Extracted records
*** Block opens ***
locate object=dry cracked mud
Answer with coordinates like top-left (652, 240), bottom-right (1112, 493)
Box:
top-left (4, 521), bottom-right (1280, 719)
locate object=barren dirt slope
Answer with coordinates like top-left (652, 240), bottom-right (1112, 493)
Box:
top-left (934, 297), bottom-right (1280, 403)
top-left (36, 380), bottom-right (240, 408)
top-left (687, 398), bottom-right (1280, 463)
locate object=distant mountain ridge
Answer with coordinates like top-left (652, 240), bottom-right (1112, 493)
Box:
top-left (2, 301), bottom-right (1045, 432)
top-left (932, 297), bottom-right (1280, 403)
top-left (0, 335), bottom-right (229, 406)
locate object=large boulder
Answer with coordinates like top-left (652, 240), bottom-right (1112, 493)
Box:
*** Block closes ***
--- Task requirements ---
Write each record above out again exactly as it reads.

--- Answer box ---
locate object=dry cracked mud
Answer with coordinates like top-left (652, 240), bottom-right (1112, 493)
Box:
top-left (4, 521), bottom-right (1280, 719)
locate object=barren dirt slope
Answer with coordinates like top-left (652, 240), bottom-right (1112, 493)
Box:
top-left (934, 297), bottom-right (1280, 403)
top-left (36, 380), bottom-right (240, 408)
top-left (687, 398), bottom-right (1280, 463)
locate object=distant mountain ridge
Answer with coordinates like top-left (652, 240), bottom-right (1112, 493)
Box:
top-left (2, 301), bottom-right (1045, 432)
top-left (932, 297), bottom-right (1280, 403)
top-left (0, 335), bottom-right (229, 406)
locate object=large boulder
Answer with coordinates like top-left (652, 240), bottom-right (1112, 493)
Box:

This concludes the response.